START Study material
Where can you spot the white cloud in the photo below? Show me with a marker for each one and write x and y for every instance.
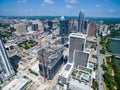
(98, 5)
(106, 0)
(42, 5)
(22, 1)
(68, 6)
(48, 1)
(111, 10)
(71, 1)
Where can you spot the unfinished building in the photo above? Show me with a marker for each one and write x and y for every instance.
(53, 59)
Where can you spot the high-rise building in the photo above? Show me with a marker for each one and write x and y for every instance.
(35, 27)
(77, 42)
(21, 29)
(64, 29)
(53, 59)
(80, 58)
(50, 23)
(92, 29)
(81, 22)
(6, 70)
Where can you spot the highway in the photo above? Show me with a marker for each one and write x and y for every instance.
(100, 70)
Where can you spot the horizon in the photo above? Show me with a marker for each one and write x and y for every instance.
(91, 8)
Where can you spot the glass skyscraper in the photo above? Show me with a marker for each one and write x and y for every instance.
(6, 69)
(81, 22)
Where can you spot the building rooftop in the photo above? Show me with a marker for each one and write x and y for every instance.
(66, 70)
(80, 58)
(17, 84)
(76, 85)
(78, 35)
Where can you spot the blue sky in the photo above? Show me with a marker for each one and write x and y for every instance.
(94, 8)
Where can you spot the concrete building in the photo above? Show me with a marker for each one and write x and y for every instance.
(103, 30)
(6, 70)
(65, 74)
(64, 29)
(34, 27)
(17, 84)
(92, 29)
(21, 29)
(50, 24)
(77, 42)
(81, 58)
(81, 22)
(53, 59)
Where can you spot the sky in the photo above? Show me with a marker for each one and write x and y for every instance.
(91, 8)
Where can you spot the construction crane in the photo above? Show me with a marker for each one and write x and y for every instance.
(42, 57)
END Study material
In the listing above, take the line containing "Where can you spot the concrete" as the start and write out every line through the last one exactly, with nothing added.

> Result for this exercise
Where can you spot the concrete building in the photo above? Show me with a marker for each one and write x and y for every instance.
(103, 30)
(6, 70)
(65, 74)
(64, 29)
(34, 27)
(17, 84)
(92, 29)
(21, 29)
(50, 24)
(77, 42)
(81, 58)
(81, 22)
(53, 59)
Where can you spot the sky in the photo above? Show me with a marker for each one and write x and y for every instance.
(91, 8)
Where can you spot the construction crane in the photo above? Show me with a marker for each one and write x and y for every instance.
(42, 57)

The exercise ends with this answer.